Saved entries
>>>>
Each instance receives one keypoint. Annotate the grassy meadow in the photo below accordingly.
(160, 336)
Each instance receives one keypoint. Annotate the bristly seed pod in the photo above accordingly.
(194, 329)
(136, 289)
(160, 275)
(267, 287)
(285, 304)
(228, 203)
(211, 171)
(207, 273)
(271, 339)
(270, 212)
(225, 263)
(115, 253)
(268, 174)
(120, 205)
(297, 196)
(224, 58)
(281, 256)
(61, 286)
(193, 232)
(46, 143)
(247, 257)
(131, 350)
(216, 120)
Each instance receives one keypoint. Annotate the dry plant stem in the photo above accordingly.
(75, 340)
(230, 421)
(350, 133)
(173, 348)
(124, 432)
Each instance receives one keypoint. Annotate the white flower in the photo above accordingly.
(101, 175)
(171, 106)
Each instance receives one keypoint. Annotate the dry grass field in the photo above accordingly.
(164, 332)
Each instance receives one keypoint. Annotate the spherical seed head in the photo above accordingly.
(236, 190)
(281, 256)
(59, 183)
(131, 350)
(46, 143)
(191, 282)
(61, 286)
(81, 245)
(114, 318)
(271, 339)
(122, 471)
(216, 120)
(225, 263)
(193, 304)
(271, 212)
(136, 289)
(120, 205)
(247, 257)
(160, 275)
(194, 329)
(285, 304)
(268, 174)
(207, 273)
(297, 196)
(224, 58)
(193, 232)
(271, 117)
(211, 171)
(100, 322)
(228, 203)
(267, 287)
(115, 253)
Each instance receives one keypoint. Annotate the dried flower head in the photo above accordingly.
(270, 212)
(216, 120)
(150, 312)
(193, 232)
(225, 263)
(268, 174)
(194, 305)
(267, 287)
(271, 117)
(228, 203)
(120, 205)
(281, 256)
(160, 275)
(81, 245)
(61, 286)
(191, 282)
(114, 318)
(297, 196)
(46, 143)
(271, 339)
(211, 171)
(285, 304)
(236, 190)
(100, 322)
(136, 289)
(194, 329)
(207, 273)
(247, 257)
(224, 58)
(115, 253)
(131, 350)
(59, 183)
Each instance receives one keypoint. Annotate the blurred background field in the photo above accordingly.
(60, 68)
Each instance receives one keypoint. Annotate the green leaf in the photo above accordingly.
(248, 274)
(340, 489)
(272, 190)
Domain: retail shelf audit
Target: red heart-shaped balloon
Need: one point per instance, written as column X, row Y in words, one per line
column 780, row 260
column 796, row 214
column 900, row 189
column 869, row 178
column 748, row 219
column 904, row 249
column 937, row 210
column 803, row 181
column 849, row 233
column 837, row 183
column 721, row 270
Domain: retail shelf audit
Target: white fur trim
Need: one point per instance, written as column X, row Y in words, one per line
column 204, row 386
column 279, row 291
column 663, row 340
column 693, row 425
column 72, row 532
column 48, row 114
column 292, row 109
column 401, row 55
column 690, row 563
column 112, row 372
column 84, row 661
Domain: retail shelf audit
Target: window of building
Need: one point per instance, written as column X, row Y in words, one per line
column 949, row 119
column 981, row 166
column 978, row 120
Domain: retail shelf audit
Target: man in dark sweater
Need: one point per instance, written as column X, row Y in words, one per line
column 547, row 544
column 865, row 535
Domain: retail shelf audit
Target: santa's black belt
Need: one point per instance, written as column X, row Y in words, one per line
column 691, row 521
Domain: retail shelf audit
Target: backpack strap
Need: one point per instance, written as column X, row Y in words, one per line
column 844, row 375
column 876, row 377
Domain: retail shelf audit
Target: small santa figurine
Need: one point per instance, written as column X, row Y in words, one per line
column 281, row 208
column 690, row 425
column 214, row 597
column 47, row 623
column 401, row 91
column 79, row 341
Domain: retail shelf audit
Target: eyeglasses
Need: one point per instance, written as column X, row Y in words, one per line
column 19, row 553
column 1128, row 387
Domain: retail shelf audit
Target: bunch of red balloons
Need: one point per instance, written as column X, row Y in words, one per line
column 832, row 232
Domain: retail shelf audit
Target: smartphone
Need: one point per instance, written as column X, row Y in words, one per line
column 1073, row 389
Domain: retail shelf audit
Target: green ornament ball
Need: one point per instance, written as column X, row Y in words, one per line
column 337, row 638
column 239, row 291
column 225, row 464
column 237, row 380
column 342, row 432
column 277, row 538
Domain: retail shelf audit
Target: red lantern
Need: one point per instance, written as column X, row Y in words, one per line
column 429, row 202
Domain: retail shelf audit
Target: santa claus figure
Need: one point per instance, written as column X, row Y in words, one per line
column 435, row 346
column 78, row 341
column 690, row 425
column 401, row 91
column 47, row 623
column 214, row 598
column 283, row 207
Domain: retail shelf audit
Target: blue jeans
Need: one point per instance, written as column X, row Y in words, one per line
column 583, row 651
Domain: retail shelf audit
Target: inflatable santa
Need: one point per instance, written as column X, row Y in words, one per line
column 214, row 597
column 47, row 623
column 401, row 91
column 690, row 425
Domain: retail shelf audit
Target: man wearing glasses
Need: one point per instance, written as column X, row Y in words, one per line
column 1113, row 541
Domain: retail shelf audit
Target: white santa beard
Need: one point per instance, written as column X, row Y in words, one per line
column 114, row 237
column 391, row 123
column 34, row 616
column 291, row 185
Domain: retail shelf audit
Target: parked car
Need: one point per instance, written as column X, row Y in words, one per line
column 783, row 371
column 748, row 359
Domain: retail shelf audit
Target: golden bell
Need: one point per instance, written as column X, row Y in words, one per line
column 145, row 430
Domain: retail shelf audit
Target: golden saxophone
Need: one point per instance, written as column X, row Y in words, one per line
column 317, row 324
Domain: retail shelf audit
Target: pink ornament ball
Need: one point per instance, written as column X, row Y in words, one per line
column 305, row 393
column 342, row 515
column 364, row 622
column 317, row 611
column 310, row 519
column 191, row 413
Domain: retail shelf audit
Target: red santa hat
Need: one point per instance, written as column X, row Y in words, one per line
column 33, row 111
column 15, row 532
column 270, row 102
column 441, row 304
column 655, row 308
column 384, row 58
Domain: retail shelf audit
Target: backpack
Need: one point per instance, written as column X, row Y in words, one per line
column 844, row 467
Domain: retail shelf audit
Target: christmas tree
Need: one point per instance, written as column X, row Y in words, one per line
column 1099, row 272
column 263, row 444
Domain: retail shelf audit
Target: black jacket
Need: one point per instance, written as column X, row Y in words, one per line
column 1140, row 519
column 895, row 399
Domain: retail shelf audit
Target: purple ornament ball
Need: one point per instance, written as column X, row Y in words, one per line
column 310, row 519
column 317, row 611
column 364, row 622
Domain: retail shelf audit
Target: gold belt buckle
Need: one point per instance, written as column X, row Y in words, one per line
<<<<
>>>>
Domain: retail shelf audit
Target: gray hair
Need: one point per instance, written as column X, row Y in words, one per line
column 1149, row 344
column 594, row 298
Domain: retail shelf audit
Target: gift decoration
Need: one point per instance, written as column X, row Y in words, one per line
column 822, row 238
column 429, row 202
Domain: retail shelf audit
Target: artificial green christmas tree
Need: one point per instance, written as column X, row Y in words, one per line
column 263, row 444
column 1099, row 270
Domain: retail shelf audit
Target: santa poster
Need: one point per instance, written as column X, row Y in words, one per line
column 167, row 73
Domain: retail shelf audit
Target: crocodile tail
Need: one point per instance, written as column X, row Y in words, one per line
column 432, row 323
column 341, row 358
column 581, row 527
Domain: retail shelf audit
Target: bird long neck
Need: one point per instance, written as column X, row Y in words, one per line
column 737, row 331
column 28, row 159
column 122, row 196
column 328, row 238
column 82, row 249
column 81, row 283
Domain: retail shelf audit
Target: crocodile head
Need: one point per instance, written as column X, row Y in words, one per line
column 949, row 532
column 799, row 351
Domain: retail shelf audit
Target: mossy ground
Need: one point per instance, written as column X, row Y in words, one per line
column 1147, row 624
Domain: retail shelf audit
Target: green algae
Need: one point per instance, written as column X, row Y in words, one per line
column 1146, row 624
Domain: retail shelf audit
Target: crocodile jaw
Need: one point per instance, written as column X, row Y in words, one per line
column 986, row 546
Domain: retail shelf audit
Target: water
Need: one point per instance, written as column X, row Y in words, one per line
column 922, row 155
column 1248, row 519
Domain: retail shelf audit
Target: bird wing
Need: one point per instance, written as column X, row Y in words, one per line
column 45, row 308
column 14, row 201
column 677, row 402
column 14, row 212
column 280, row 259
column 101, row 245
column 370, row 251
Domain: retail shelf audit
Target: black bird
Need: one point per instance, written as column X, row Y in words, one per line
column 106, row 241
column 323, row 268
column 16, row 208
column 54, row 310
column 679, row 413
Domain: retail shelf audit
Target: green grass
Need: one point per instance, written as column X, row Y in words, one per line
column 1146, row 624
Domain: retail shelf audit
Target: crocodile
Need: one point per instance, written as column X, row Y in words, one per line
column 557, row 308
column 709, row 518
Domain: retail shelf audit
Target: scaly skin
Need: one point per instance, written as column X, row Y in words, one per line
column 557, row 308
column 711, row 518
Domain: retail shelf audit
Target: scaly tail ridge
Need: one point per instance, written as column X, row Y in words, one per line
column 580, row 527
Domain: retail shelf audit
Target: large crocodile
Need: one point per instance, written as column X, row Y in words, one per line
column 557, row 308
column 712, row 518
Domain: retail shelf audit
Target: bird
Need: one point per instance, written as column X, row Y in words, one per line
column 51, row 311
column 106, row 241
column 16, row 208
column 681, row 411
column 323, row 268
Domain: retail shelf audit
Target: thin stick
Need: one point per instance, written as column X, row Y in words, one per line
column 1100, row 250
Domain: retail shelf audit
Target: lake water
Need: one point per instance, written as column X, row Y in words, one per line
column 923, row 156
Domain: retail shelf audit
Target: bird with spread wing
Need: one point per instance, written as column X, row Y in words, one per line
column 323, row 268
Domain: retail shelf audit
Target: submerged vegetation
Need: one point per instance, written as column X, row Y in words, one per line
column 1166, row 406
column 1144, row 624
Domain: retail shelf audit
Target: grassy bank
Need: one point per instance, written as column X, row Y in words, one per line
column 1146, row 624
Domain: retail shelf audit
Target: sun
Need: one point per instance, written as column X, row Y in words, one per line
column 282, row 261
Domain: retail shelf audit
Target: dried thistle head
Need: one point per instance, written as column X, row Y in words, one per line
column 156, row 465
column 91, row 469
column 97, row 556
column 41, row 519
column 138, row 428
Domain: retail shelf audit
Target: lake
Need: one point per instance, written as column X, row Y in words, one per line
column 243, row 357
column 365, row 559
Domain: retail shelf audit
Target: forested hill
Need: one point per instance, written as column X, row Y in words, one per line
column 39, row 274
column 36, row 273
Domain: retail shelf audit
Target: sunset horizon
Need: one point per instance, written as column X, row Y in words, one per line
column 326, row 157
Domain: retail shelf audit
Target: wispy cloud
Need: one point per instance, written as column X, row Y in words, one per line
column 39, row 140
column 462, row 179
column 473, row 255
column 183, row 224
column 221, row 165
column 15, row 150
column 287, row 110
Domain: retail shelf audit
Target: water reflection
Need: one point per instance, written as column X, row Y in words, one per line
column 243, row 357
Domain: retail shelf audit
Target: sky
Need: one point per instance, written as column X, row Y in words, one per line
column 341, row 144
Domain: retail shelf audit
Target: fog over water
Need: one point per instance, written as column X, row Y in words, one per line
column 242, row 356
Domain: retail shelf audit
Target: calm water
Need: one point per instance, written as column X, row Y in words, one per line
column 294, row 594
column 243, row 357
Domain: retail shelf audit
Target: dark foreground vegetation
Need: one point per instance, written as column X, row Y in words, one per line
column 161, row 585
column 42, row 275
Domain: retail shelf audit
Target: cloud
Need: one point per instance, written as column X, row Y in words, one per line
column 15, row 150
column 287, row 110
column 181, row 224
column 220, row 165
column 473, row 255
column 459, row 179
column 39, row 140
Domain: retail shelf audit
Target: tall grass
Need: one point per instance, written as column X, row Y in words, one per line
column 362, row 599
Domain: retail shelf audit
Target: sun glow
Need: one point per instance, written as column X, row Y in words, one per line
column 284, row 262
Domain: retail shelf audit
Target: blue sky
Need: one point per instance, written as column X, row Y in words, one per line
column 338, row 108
<<<<
## Required work:
Convert the lines of the records, from the line containing "Each instance receives one keypoint. Annotate the green" up to and including the line containing "column 832, row 232", into a Markdown table with the columns Row and Line. Number each line in sequence and omit blank lines.

## Task solution:
| Row | Line |
|---|---|
| 1 | Each instance receives one keypoint. Annotate the green leaf in the photo above accordingly. |
| 2 | (248, 274) |
| 3 | (340, 489) |
| 4 | (272, 190) |
| 5 | Domain: retail shelf audit |
| 6 | Target: red heart-shaped balloon |
| 7 | Need: one point per instance, written as column X, row Y in words, one per line |
| 8 | column 780, row 260 |
| 9 | column 796, row 214 |
| 10 | column 900, row 189 |
| 11 | column 869, row 178 |
| 12 | column 748, row 219 |
| 13 | column 904, row 249 |
| 14 | column 937, row 210 |
| 15 | column 803, row 181 |
| 16 | column 849, row 233 |
| 17 | column 837, row 183 |
| 18 | column 721, row 270 |
| 19 | Domain: retail shelf audit |
| 20 | Target: white fur trim |
| 21 | Need: one point per instance, written as column X, row Y in words, one per line |
| 22 | column 204, row 386 |
| 23 | column 279, row 291 |
| 24 | column 663, row 340 |
| 25 | column 693, row 425 |
| 26 | column 72, row 532 |
| 27 | column 48, row 114 |
| 28 | column 292, row 109 |
| 29 | column 401, row 55 |
| 30 | column 690, row 563 |
| 31 | column 112, row 372 |
| 32 | column 84, row 661 |
| 33 | Domain: retail shelf audit |
| 34 | Target: window of building |
| 35 | Need: one point per instance, written as column X, row Y in words, one per line |
| 36 | column 949, row 119 |
| 37 | column 981, row 166 |
| 38 | column 978, row 120 |
| 39 | Domain: retail shelf audit |
| 40 | Target: man in dark sweater |
| 41 | Need: one point per instance, written as column X, row Y in words, one per line |
| 42 | column 547, row 544 |
| 43 | column 865, row 535 |
| 44 | Domain: retail shelf audit |
| 45 | Target: santa's black belt |
| 46 | Need: one point per instance, written as column X, row Y in words, one per line |
| 47 | column 691, row 521 |
| 48 | Domain: retail shelf audit |
| 49 | Target: backpack strap |
| 50 | Need: one point per instance, written as column X, row Y in words, one per line |
| 51 | column 844, row 375 |
| 52 | column 876, row 377 |
| 53 | Domain: retail shelf audit |
| 54 | Target: small santa figurine |
| 55 | Need: one point per instance, written as column X, row Y in words, one per line |
| 56 | column 281, row 208 |
| 57 | column 690, row 425 |
| 58 | column 214, row 597 |
| 59 | column 47, row 623 |
| 60 | column 401, row 91 |
| 61 | column 79, row 341 |
| 62 | Domain: retail shelf audit |
| 63 | Target: eyeglasses |
| 64 | Need: one point per instance, written as column X, row Y in words, one per line |
| 65 | column 19, row 553 |
| 66 | column 1128, row 387 |
| 67 | Domain: retail shelf audit |
| 68 | Target: bunch of red balloons |
| 69 | Need: one point per instance, written as column X, row Y in words, one per line |
| 70 | column 832, row 232 |